Task a: In the entries, copy out the lines from the one containing "segment --target bench" through the one containing "# an instance may span several separate parts", both included, unchanged.

Text section:
********************

Beware that I use a declared table, and if you use a real table performance should be better when generating larger amounts of rows.
I generated 10000 rows on about 13 seconds, that counts to about 3.5 hours to generate 10 000 000 rows. Still far worse than the Java-case you described.
set nocount on
go
declare #i int = 1
declare #t table(nr1 int, nr2 int, nr3 int, nr4 int, nr5 int, mega int, seq int)
while #i <= 10000
begin
;with numbers(nr)
as
(
select 1
union all
select nr+1
from numbers
where nr < 47
)
,mega(nr)
as
(
select 1
union all
select nr+1
from mega
where nr < 27
)
,selectednumbers(nr)
as
(
select top 5 nr
from numbers
order by newid()
)
,selectedmega(mega)
as
(
select top 1 nr
from mega
order by newid()
)
,tmp
as
(
select *
,row_number() over(order by nr) as rownr
from selectednumbers
)
insert into #t
select max(nr1) as nr1
,max(nr2) as nr2
,max(nr3) as nr3
,max(nr4) as nr4
,max(nr5) as nr5
,(select mega from selectedmega) as mega
,#i as seq
from (
select case when rownr = 1 then nr else 0 end as nr1
,case when rownr = 2 then nr else 0 end as nr2
,case when rownr = 3 then nr else 0 end as nr3
,case when rownr = 4 then nr else 0 end as nr4
,case when rownr = 5 then nr else 0 end as nr5
from tmp
) x
set #i = #i + 1
end
select * from #t

********************

Recorded data:
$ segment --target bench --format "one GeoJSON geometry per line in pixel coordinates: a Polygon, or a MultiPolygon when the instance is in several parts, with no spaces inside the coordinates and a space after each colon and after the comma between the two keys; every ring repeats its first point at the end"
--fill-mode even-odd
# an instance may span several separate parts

********************

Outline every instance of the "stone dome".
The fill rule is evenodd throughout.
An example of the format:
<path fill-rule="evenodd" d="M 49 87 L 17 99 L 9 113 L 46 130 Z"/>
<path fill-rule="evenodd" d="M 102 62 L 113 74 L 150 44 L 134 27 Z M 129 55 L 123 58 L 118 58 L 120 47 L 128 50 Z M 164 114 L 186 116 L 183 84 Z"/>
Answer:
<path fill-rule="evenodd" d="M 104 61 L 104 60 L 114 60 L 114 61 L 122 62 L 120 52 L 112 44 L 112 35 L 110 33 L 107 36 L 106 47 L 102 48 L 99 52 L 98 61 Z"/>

********************

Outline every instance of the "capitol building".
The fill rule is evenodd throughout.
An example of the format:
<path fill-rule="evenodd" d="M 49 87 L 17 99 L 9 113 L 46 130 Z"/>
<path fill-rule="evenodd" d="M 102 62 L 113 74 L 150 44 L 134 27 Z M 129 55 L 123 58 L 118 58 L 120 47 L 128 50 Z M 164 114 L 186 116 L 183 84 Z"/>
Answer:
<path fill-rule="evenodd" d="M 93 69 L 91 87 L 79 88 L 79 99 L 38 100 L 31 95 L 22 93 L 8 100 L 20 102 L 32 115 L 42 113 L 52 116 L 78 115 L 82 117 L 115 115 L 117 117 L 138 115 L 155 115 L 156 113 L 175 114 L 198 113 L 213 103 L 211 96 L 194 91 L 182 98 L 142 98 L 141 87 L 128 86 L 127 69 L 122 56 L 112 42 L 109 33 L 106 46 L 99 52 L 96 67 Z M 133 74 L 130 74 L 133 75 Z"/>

********************

Task b: For each statement below, say yes or no as to whether the forum post on generating rows agrees with it, and quote the words of the post that decide it. (i) The author used a declared table rather than a real one. (ii) Generating 10000 rows took about 3.5 hours. (iii) The loop keeps running while the counter is at most 10000.

Full answer a:
$ segment --target bench --format "one GeoJSON geometry per line in pixel coordinates: a Polygon, or a MultiPolygon when the instance is in several parts, with no spaces inside the coordinates and a space after each colon and after the comma between the two keys; every ring repeats its first point at the end"
--fill-mode even-odd
# an instance may span several separate parts

Full answer b:
(i) Yes: "Beware that I use a declared table"
(ii) No: "I generated 10000 rows on about 13 seconds"
(iii) Yes: "while #i <= 10000"